** start **
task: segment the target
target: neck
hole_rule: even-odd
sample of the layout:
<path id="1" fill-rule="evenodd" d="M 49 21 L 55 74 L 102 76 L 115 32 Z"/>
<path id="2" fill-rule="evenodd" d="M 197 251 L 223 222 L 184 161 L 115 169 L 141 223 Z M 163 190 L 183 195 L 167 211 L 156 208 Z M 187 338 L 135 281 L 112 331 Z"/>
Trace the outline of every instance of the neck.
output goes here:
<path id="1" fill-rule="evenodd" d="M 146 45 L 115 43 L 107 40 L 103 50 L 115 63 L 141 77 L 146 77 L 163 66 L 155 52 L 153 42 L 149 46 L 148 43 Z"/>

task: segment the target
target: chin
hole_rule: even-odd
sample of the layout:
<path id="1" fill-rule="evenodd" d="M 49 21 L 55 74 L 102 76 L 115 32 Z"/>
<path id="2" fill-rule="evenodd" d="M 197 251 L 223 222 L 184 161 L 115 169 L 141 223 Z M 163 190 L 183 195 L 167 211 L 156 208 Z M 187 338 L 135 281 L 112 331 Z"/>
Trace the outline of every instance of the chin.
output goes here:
** end **
• **Exercise goal**:
Produce an exact copy of the whole listing.

• **In response**:
task: segment the target
target: neck
hole_rule: even-odd
sample of the layout:
<path id="1" fill-rule="evenodd" d="M 49 21 L 55 74 L 102 76 L 115 32 Z"/>
<path id="2" fill-rule="evenodd" d="M 197 251 L 223 222 L 184 161 L 115 169 L 141 223 Z M 163 190 L 183 195 L 167 211 L 156 208 Z M 187 338 L 135 281 L 112 331 Z"/>
Trace the outline of every instance of the neck.
output goes here:
<path id="1" fill-rule="evenodd" d="M 146 45 L 115 43 L 107 40 L 103 50 L 115 63 L 141 77 L 146 77 L 163 66 L 155 52 L 153 42 L 149 46 L 148 43 Z"/>

task: segment the target
target: chin
hole_rule: even-odd
sample of the layout:
<path id="1" fill-rule="evenodd" d="M 49 21 L 55 74 L 102 76 L 115 32 Z"/>
<path id="2" fill-rule="evenodd" d="M 197 251 L 223 222 L 184 161 L 115 169 L 141 223 Z M 163 190 L 183 195 L 167 211 L 156 208 Z M 187 338 L 135 281 L 112 331 Z"/>
Trace the outline of every instance of the chin.
output goes here:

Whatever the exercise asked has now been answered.